TASK INSTRUCTIONS: Output as a numbered list the lines of the items that start with the line containing "the blue croquet" and go on through the line containing "<point>310,209</point>", leaving out blank lines.

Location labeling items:
########################################

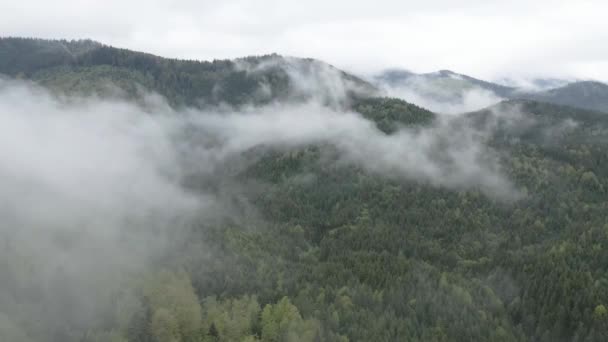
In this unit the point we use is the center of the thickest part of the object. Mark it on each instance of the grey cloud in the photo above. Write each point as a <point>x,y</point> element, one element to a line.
<point>473,37</point>
<point>93,188</point>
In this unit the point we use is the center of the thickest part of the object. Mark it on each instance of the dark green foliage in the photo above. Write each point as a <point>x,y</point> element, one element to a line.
<point>336,253</point>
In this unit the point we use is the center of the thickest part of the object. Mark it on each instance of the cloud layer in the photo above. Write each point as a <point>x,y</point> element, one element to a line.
<point>564,38</point>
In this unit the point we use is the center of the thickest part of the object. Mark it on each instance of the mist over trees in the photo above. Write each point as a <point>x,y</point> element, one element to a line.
<point>281,199</point>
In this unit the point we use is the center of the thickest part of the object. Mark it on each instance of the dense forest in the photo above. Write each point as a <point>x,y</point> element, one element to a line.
<point>323,250</point>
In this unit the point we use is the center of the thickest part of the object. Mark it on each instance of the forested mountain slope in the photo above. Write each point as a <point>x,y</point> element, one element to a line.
<point>87,67</point>
<point>448,87</point>
<point>385,222</point>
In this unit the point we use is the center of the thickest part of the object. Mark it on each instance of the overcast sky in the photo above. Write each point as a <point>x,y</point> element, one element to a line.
<point>488,39</point>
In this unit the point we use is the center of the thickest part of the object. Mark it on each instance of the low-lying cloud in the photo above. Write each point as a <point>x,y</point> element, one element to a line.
<point>440,97</point>
<point>94,188</point>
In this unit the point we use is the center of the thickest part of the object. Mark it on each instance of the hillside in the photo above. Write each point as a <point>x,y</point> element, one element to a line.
<point>308,210</point>
<point>88,67</point>
<point>450,88</point>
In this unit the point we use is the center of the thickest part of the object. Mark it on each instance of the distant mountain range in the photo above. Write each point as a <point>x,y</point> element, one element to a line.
<point>86,67</point>
<point>448,87</point>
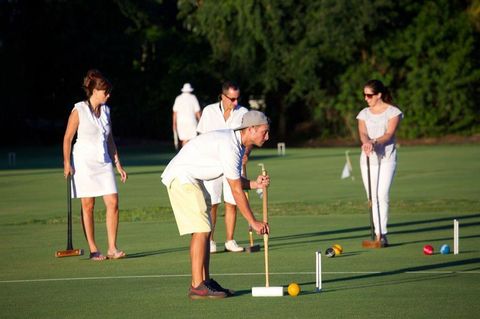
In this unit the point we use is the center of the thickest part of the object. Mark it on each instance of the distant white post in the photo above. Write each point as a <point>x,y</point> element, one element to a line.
<point>318,271</point>
<point>455,236</point>
<point>281,149</point>
<point>12,159</point>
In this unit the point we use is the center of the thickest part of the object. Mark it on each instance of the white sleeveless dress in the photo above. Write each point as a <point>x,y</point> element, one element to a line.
<point>94,175</point>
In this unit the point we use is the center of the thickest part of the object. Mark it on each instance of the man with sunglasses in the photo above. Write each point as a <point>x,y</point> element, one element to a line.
<point>225,114</point>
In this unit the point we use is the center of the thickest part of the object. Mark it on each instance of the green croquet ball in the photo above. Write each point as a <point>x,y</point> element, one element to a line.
<point>330,252</point>
<point>293,289</point>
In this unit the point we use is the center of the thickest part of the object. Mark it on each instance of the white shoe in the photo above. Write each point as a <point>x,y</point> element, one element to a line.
<point>213,247</point>
<point>232,246</point>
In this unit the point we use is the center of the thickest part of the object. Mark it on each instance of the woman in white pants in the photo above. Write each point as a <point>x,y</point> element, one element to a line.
<point>377,125</point>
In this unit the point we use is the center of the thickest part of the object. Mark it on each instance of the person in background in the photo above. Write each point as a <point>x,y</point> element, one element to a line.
<point>377,125</point>
<point>94,155</point>
<point>186,113</point>
<point>204,158</point>
<point>226,113</point>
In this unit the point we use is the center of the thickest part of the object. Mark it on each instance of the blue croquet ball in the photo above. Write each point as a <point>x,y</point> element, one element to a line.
<point>445,249</point>
<point>428,250</point>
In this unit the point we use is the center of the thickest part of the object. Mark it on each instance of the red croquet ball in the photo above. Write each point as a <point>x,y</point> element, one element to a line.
<point>428,250</point>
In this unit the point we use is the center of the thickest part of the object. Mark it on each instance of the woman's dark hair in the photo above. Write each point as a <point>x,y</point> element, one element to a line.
<point>378,87</point>
<point>95,80</point>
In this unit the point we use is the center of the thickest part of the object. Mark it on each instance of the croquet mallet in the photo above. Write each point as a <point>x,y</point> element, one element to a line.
<point>69,252</point>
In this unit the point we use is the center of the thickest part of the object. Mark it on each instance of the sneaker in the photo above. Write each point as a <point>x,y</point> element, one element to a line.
<point>205,292</point>
<point>232,246</point>
<point>213,247</point>
<point>216,286</point>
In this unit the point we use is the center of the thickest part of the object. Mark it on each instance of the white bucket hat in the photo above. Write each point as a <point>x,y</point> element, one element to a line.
<point>187,88</point>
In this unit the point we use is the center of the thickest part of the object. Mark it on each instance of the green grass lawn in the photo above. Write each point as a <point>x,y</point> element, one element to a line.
<point>310,209</point>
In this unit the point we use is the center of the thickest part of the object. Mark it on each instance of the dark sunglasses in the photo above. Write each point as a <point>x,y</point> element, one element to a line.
<point>232,99</point>
<point>369,95</point>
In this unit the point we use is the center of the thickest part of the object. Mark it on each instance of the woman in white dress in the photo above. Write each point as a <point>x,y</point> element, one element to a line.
<point>377,125</point>
<point>94,155</point>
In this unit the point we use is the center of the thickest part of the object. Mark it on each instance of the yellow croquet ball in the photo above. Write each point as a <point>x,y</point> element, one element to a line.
<point>338,247</point>
<point>293,289</point>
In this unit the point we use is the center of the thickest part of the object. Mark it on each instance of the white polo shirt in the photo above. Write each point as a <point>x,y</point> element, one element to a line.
<point>212,118</point>
<point>377,125</point>
<point>206,157</point>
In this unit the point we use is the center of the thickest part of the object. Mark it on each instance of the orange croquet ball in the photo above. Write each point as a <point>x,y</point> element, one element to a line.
<point>339,247</point>
<point>293,289</point>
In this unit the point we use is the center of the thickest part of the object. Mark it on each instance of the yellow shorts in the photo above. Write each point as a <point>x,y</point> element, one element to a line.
<point>190,207</point>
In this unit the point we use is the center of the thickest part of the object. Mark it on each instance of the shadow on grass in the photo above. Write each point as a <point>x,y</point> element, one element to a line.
<point>366,230</point>
<point>156,252</point>
<point>399,271</point>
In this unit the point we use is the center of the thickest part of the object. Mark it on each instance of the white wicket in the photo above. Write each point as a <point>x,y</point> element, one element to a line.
<point>455,236</point>
<point>12,159</point>
<point>281,149</point>
<point>318,281</point>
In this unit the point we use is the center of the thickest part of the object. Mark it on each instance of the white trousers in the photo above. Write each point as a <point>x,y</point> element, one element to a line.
<point>381,177</point>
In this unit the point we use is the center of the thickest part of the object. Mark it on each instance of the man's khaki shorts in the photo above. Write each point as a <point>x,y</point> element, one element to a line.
<point>190,207</point>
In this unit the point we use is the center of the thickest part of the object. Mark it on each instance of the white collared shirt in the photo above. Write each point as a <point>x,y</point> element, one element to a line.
<point>212,118</point>
<point>206,157</point>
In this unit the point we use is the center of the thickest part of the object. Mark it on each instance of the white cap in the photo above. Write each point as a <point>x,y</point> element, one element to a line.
<point>253,118</point>
<point>187,88</point>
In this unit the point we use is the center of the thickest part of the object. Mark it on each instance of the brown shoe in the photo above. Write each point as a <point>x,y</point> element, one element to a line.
<point>213,284</point>
<point>205,292</point>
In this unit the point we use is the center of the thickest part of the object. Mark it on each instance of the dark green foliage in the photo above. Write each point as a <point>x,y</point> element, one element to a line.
<point>308,59</point>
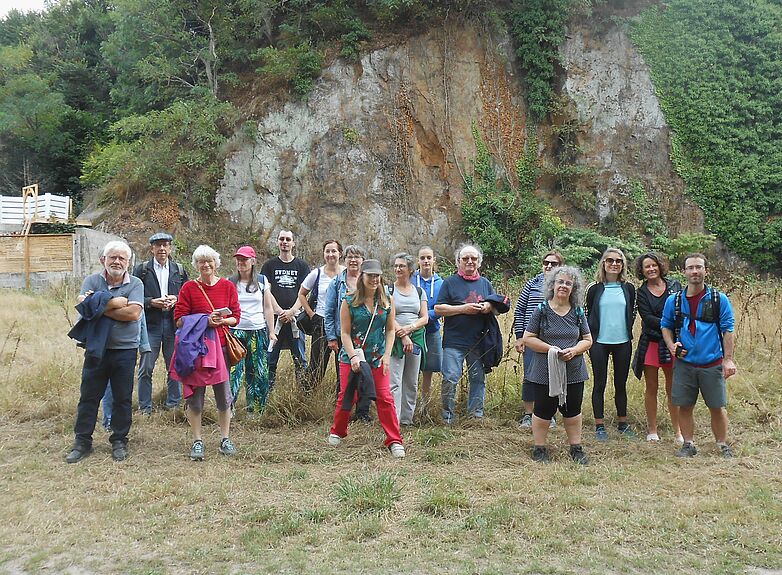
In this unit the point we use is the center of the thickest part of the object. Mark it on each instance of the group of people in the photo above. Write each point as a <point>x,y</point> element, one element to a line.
<point>686,333</point>
<point>383,336</point>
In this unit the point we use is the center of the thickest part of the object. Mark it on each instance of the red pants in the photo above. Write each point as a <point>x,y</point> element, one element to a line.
<point>386,412</point>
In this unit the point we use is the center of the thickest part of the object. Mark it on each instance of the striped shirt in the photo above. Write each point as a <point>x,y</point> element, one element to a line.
<point>529,299</point>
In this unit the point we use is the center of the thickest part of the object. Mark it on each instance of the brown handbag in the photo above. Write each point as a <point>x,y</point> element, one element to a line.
<point>234,348</point>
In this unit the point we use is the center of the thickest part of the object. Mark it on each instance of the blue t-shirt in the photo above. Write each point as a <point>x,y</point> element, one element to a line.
<point>431,287</point>
<point>704,347</point>
<point>462,331</point>
<point>613,325</point>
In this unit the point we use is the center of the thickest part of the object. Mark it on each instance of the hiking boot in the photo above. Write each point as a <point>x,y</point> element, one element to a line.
<point>540,454</point>
<point>119,451</point>
<point>687,450</point>
<point>577,454</point>
<point>197,451</point>
<point>78,452</point>
<point>227,447</point>
<point>397,450</point>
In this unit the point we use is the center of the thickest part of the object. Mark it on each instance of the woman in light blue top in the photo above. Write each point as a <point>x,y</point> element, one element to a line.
<point>610,311</point>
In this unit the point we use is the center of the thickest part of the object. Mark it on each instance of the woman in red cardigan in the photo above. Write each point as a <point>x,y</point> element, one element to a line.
<point>204,295</point>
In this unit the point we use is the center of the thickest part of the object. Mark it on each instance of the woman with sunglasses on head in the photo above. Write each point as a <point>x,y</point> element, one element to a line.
<point>610,310</point>
<point>367,332</point>
<point>652,353</point>
<point>558,334</point>
<point>318,281</point>
<point>531,296</point>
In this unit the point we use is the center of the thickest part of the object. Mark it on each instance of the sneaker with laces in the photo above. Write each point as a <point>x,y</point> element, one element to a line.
<point>540,454</point>
<point>197,451</point>
<point>577,454</point>
<point>397,450</point>
<point>227,447</point>
<point>687,450</point>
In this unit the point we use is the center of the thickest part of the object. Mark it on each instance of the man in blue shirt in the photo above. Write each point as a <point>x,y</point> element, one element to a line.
<point>701,339</point>
<point>462,302</point>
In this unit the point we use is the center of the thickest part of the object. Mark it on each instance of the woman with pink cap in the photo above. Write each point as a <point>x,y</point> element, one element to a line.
<point>253,330</point>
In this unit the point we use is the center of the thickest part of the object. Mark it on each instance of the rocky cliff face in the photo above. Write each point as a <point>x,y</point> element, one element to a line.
<point>377,153</point>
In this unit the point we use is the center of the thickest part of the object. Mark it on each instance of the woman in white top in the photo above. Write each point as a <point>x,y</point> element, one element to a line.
<point>314,287</point>
<point>255,301</point>
<point>412,315</point>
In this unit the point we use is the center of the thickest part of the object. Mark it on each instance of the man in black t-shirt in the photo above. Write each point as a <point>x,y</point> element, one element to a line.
<point>286,273</point>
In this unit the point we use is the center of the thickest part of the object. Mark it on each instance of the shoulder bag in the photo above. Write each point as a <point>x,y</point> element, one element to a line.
<point>234,348</point>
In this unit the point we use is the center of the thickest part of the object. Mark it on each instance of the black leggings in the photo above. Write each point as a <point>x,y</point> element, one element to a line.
<point>599,353</point>
<point>546,407</point>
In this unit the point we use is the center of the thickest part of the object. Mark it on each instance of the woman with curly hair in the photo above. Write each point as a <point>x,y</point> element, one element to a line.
<point>651,355</point>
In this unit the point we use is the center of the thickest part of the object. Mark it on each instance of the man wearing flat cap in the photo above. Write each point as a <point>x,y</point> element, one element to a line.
<point>162,279</point>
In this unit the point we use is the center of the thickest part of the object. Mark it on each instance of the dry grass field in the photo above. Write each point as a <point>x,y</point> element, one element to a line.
<point>466,500</point>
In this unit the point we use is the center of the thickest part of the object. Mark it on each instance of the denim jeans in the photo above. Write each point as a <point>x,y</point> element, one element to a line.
<point>115,368</point>
<point>162,335</point>
<point>285,340</point>
<point>453,365</point>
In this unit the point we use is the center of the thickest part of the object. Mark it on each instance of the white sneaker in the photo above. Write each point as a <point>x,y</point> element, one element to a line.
<point>397,450</point>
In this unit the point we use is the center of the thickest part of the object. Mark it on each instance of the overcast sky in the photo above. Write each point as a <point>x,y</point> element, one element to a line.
<point>22,5</point>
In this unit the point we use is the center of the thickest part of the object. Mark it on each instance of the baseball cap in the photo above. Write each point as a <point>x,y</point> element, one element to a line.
<point>245,252</point>
<point>160,237</point>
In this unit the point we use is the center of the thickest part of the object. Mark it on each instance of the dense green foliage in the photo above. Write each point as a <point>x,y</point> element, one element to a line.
<point>119,93</point>
<point>538,28</point>
<point>718,71</point>
<point>509,222</point>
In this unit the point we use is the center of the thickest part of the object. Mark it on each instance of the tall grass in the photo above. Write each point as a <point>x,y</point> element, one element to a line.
<point>40,367</point>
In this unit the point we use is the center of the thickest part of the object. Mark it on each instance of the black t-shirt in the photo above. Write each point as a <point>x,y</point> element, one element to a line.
<point>285,279</point>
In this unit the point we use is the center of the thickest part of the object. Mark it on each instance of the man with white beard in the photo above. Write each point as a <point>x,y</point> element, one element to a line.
<point>110,303</point>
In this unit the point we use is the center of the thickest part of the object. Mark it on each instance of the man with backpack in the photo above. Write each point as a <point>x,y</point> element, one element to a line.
<point>697,326</point>
<point>162,279</point>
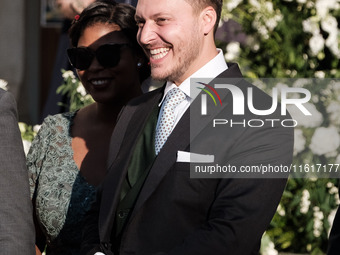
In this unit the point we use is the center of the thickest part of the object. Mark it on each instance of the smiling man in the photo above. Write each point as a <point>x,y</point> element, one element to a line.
<point>148,203</point>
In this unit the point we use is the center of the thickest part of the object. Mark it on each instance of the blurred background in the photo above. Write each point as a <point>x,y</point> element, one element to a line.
<point>297,40</point>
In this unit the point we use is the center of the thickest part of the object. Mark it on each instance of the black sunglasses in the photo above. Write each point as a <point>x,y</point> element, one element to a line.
<point>108,55</point>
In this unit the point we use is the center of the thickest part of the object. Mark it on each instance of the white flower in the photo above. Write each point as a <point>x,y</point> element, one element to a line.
<point>322,7</point>
<point>310,121</point>
<point>255,3</point>
<point>27,145</point>
<point>329,24</point>
<point>3,84</point>
<point>333,190</point>
<point>316,44</point>
<point>232,51</point>
<point>270,250</point>
<point>319,74</point>
<point>299,141</point>
<point>304,203</point>
<point>311,25</point>
<point>325,141</point>
<point>81,90</point>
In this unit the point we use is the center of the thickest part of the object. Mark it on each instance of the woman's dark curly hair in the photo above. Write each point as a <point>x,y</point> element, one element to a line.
<point>108,11</point>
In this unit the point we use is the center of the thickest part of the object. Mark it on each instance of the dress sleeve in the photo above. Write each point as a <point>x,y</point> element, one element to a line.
<point>37,153</point>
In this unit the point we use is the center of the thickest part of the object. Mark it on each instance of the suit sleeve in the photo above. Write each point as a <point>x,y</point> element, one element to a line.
<point>243,207</point>
<point>16,224</point>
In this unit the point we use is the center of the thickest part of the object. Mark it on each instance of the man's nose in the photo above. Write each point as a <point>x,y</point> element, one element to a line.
<point>147,33</point>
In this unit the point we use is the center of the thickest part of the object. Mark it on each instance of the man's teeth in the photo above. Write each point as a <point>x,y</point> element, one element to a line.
<point>159,53</point>
<point>98,82</point>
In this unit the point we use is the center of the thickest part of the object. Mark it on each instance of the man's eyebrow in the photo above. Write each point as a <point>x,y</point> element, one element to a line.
<point>138,18</point>
<point>154,16</point>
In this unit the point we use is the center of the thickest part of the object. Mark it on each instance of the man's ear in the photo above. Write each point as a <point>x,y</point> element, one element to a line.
<point>209,17</point>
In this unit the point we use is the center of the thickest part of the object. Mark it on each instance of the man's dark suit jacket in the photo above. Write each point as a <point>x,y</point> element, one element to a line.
<point>178,215</point>
<point>17,234</point>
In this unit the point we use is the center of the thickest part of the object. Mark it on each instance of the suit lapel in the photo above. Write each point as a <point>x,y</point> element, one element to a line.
<point>179,140</point>
<point>126,132</point>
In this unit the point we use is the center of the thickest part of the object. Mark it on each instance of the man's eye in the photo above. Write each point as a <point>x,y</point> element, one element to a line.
<point>161,21</point>
<point>140,24</point>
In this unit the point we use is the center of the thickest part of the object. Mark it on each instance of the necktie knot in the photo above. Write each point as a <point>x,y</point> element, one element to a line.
<point>167,120</point>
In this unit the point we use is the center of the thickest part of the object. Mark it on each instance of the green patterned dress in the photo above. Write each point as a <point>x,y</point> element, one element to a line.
<point>62,195</point>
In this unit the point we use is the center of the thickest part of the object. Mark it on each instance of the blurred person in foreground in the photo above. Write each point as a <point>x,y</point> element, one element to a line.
<point>17,234</point>
<point>149,203</point>
<point>67,159</point>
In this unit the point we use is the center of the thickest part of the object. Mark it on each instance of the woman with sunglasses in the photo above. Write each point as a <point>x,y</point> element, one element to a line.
<point>67,160</point>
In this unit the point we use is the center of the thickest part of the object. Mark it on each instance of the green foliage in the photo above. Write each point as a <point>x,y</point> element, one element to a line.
<point>74,90</point>
<point>297,39</point>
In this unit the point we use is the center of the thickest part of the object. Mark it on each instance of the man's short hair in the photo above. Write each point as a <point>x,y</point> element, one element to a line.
<point>199,5</point>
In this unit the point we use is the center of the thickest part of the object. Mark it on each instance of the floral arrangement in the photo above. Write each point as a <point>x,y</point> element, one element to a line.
<point>74,90</point>
<point>77,96</point>
<point>297,39</point>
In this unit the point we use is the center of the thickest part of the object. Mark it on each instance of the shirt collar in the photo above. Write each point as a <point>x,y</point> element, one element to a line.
<point>209,71</point>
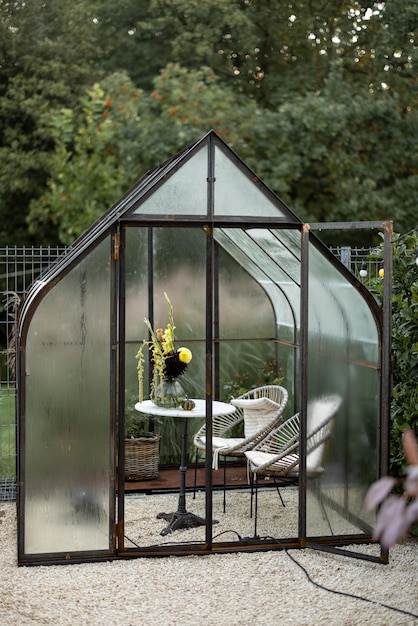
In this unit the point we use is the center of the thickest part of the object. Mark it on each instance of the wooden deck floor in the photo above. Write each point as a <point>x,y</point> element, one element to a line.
<point>169,479</point>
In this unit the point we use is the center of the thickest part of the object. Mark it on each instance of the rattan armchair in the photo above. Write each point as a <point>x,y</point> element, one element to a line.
<point>257,412</point>
<point>278,454</point>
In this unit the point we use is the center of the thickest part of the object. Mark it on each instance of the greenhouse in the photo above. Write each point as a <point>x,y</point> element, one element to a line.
<point>284,376</point>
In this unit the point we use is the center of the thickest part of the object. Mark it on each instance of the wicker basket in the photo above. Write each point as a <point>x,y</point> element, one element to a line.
<point>141,458</point>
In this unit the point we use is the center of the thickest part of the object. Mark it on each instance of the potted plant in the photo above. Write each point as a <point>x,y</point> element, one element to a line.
<point>141,445</point>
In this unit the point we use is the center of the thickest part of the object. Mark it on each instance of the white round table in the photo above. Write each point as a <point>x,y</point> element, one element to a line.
<point>182,518</point>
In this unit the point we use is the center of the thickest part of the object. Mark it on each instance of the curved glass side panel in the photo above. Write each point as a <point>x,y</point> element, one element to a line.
<point>68,457</point>
<point>283,291</point>
<point>184,192</point>
<point>340,471</point>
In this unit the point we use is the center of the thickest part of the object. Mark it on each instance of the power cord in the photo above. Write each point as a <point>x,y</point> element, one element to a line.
<point>304,570</point>
<point>335,591</point>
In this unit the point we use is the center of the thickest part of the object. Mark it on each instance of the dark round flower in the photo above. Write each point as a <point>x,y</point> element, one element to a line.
<point>173,366</point>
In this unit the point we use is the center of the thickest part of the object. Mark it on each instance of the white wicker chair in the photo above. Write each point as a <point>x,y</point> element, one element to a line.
<point>258,412</point>
<point>278,454</point>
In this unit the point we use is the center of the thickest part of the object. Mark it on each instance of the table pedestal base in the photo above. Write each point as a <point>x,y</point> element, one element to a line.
<point>179,520</point>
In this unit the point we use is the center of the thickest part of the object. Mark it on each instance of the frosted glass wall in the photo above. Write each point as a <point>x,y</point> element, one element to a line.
<point>68,454</point>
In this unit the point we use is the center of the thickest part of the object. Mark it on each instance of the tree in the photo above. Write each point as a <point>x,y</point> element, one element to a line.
<point>404,407</point>
<point>46,55</point>
<point>118,133</point>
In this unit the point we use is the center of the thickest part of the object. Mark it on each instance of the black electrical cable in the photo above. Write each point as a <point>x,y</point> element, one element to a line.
<point>340,593</point>
<point>305,571</point>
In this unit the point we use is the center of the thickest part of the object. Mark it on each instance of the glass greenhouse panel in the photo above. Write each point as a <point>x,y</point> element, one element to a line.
<point>136,283</point>
<point>349,314</point>
<point>184,192</point>
<point>68,451</point>
<point>237,194</point>
<point>283,292</point>
<point>349,458</point>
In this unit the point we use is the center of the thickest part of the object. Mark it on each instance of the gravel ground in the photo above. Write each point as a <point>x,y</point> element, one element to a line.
<point>234,589</point>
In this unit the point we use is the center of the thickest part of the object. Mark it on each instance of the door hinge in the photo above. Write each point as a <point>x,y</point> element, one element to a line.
<point>116,246</point>
<point>117,534</point>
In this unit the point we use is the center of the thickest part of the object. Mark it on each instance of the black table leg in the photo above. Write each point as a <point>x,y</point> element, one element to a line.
<point>182,518</point>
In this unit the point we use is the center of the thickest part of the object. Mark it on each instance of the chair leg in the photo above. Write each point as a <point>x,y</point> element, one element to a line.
<point>256,506</point>
<point>278,490</point>
<point>224,484</point>
<point>252,492</point>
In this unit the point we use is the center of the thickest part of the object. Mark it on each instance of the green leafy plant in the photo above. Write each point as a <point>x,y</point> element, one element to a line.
<point>404,405</point>
<point>270,374</point>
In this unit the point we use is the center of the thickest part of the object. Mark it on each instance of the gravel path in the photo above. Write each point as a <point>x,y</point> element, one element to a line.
<point>263,589</point>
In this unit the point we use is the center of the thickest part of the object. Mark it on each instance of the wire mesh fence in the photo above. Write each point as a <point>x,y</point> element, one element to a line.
<point>19,268</point>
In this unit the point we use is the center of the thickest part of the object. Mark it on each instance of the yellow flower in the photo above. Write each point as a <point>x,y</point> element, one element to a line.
<point>185,355</point>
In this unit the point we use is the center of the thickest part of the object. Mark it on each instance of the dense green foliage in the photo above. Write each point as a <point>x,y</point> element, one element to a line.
<point>404,408</point>
<point>319,98</point>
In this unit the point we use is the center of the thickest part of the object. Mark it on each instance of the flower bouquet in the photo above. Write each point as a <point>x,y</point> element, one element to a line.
<point>167,364</point>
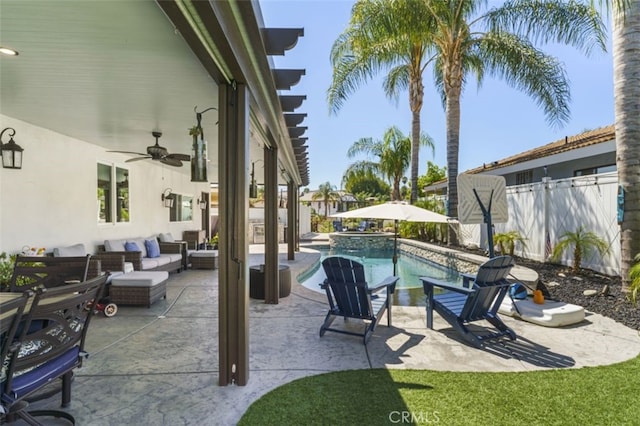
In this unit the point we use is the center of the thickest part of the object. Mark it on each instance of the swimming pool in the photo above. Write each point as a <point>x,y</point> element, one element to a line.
<point>378,264</point>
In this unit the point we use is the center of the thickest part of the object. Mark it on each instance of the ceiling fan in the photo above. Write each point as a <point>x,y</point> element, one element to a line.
<point>158,153</point>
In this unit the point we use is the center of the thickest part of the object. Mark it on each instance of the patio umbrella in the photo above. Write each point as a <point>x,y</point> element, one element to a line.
<point>395,211</point>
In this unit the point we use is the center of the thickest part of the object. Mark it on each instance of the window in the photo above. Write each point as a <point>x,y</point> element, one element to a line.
<point>595,170</point>
<point>524,177</point>
<point>113,194</point>
<point>104,193</point>
<point>182,209</point>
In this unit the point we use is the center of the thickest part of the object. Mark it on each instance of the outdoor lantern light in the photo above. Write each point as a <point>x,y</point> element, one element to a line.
<point>11,152</point>
<point>199,149</point>
<point>167,198</point>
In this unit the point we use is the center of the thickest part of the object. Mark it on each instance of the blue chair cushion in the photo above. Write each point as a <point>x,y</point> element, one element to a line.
<point>131,246</point>
<point>153,249</point>
<point>36,378</point>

########################################

EXERCISE SOLUTION:
1. In this unit the point we use is the center of the thickest part of the object. Mark it on each instance of the blue croquet ball in the photo above. Write each point as a <point>x,y</point> element, one element to a line.
2. <point>445,249</point>
3. <point>428,250</point>
4. In this unit the point we use is the center of the thickest part of the object. Mark it on each instance of the red croquet ball in the photo above. Write each point as a <point>x,y</point> element, one element to a line.
5. <point>428,250</point>
6. In this unit the point we use is the center of the thickest part of the object. Mark it on each instance of the woman's dark hair in the photo above. Write each point as a <point>x,y</point> element, one element to a line.
7. <point>378,87</point>
8. <point>95,80</point>
9. In this unit the point we use is the center of the thickest part of the object. Mark it on each instance of the croquet mallet in the photo above. Write each point as a <point>x,y</point> element, one element to a line.
10. <point>69,252</point>
11. In this unit the point we use is the center of the thickest part of the object. Mark it on each instance of the sneaker in the photo above. Write each point as a <point>x,y</point> element, one element to a line.
12. <point>205,292</point>
13. <point>232,246</point>
14. <point>213,247</point>
15. <point>216,286</point>
16. In this unit the point we use is the center of the thickest part of the object. Mark it on each instance of the white bucket hat in the photo above. Write each point as a <point>x,y</point> element, one element to a line.
17. <point>187,88</point>
18. In this unit the point we use is the center of the thickest part of the object. Mark it on each instance of the green grass lawn in the photo above. Write each point as a <point>x,y</point> element, one element to a line.
19. <point>310,209</point>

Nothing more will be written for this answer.